#### [WHAT IS EXPECTED]
Give the lines below as a numbered list, skipping any blank ones, and leave the pictures out of your answer.
☆ ☆ ☆ ☆
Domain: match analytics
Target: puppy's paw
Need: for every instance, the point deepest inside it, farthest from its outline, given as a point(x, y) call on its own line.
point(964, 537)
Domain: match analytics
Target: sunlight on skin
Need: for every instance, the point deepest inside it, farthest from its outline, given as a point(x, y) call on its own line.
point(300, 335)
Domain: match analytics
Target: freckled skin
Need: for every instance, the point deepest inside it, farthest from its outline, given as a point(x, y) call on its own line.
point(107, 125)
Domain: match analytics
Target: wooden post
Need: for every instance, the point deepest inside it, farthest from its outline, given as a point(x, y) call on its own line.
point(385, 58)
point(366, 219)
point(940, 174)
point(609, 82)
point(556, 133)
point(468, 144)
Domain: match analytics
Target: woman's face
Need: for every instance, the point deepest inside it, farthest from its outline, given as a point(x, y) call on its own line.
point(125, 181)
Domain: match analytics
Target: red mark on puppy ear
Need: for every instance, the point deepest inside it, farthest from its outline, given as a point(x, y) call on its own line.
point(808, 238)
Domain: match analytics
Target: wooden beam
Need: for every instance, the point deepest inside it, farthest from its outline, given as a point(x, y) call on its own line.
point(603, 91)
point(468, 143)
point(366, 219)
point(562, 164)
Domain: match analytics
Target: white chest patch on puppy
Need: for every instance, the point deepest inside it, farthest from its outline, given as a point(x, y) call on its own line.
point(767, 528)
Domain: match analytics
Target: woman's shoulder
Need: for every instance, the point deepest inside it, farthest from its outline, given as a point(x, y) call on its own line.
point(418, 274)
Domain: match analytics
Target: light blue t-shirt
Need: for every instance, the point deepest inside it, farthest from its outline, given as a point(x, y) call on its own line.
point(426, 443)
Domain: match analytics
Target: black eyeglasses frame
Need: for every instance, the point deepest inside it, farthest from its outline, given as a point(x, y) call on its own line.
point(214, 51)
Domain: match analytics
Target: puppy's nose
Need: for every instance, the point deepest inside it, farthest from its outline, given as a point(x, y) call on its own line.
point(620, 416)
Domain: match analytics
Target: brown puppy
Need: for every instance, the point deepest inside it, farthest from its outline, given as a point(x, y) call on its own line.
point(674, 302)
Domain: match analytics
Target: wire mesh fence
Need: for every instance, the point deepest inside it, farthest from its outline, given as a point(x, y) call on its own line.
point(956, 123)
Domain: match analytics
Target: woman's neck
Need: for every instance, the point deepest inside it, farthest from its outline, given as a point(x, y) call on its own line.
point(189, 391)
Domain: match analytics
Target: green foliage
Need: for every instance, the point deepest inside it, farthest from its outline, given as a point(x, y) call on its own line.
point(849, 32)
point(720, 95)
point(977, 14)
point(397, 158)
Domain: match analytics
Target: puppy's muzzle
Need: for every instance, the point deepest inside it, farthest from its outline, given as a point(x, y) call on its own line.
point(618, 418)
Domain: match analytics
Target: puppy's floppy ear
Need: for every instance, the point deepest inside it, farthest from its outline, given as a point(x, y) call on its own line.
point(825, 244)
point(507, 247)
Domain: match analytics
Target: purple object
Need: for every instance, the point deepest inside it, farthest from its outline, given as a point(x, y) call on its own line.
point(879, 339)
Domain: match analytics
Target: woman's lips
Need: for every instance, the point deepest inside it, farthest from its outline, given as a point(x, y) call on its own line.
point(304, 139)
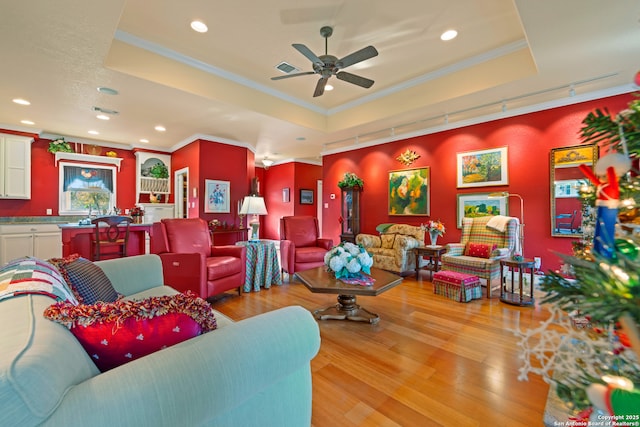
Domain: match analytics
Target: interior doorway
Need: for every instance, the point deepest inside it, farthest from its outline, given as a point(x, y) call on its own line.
point(181, 181)
point(319, 204)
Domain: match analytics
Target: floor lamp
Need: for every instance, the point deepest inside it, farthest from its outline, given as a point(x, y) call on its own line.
point(253, 205)
point(520, 230)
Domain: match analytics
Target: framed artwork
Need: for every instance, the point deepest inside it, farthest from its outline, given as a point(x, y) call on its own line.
point(567, 188)
point(482, 168)
point(306, 197)
point(217, 196)
point(409, 192)
point(474, 205)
☆ ☆ ☆ ☆
#### [WRITTEN RESPONSE]
1. Domain: match analytics
2. Target: puppy's paw
3. Need: for every instance, the point deepest inside it, farthest from its outline, given as a point(x, y) call on its own line.
4. point(964, 537)
5. Domain: match analytics
6. Target: sunlight on skin
7. Need: for every instance, the point deepest inside it, farthest from its outline, given as a point(x, y) call on its own line.
8. point(300, 335)
9. Domain: match analytics
10. Target: freckled skin
11. Need: for every instance, the point deepest inside it, farthest from its outline, given as a point(x, y) call on its own line.
12. point(107, 125)
13. Domain: match analytics
14. Target: wooden post
15. Need: for every instance, the point deepest inside it, farthest from its outline, given as a point(x, y) call on its own line.
16. point(385, 58)
17. point(366, 219)
18. point(940, 174)
19. point(609, 82)
20. point(556, 133)
21. point(468, 144)
22. Domain: match analytics
23. Target: woman's face
24. Need: for every instance, the point deepest inside it, farthest from its outline, given as a point(x, y) call on its own line.
25. point(125, 181)
26. Domain: match analytics
27. Target: red mark on puppy ear
28. Need: for every instance, the point deepest inside it, farthest from its outline, given as a point(x, y) call on its own line.
29. point(808, 238)
30. Domain: match analytics
31. Target: wooden beam
32. Need: for every instance, the point deepest inside it, farthest from its outline, given as a point(x, y) call on its own line.
33. point(603, 91)
34. point(468, 143)
35. point(366, 219)
36. point(562, 164)
37. Domain: match analytics
38. Target: white chest patch on puppy
39. Need: for every instance, the point deepest inside it, farthest from its outline, given as a point(x, y) call on its own line.
40. point(767, 528)
41. Domain: match analytics
42. Target: woman's shoulder
43. Need: for every instance, the point deepest inside it, farthest from its outline, given as a point(x, y) call on its own line.
44. point(418, 274)
45. Domain: match analytics
46. Target: light blue t-shirt
47. Need: for every instance, the point deepest inside it, farthest from its outline, given as a point(x, y) call on its own line.
48. point(426, 443)
49. Domain: match analytics
50. Target: black eyeglasses frame
51. Need: for every instance, the point deepest inside it, farthest from its outline, given as a point(x, y) call on its own line.
52. point(214, 51)
53. Domain: match analytics
54. Target: puppy's nose
55. Need: for every instance, the point deepest inside it, farthest from its outline, given as a point(x, y) call on its own line.
56. point(620, 416)
57. Domain: match analytics
58. Target: brown puppy
59. Need: for every instance, the point deepest inside it, farthest from its outline, given as a point(x, y) call on its own line.
60. point(674, 302)
61. Domain: match analytics
62. Target: wire mesh fence
63. Need: for every instance, the point deepest inside it, farthest from its outline, given as a point(x, y) call on its own line.
64. point(956, 123)
65. Domain: match analytics
66. Target: woman's neck
67. Need: for every instance, the point deepest inside it, farthest from its outline, given as a point(x, y) call on its own line.
68. point(189, 391)
69. Domain: match analytics
70. Target: green foliage
71. Need: for every instance, the point deepest inside it, farthest from its outline, given as a point(x, y) call on its own line.
72. point(849, 32)
73. point(720, 95)
74. point(977, 14)
75. point(397, 158)
76. Domain: match analytics
77. Target: puppy's muzzle
78. Need: for every instance, the point deepest inside it, farthest from its outline, given as a point(x, y) call on its own line.
79. point(618, 418)
80. Domain: match analytics
81. Target: puppy's floppy ear
82. Need: for every instance, the point deepest inside it, farthest from its outline, given as a point(x, y) call on its own line.
83. point(825, 244)
84. point(507, 247)
85. Domain: match analytics
86. Target: purple object
87. Need: for every instance, the point deepest inside it, farthest from its outline, given as a point(x, y) call on its own line.
88. point(879, 339)
89. Domain: match analytics
90. Target: woman's lips
91. Need: for every instance, the point deepest inside it, farthest from its outline, given as a point(x, y) call on its own line.
92. point(304, 139)
93. Domain: match analytics
94. Target: interior doorway
95. Need: for every instance, the point deepest inside it, farthest from its outline, given as a point(x, y) call on its own line.
96. point(181, 181)
97. point(319, 204)
98. Domain: match analytics
99. Target: floor lamp
100. Need: for every instance, the point deepest inside it, farthest from its outline, given as a point(x, y) call on its own line.
101. point(253, 205)
102. point(520, 230)
103. Domain: match analytics
104. Target: framed artwork
105. Need: for every instance, the point deepest inside it, farthest from its outline, given as a point(x, y) call on its own line.
106. point(567, 188)
107. point(482, 168)
108. point(306, 197)
109. point(217, 196)
110. point(409, 192)
111. point(474, 205)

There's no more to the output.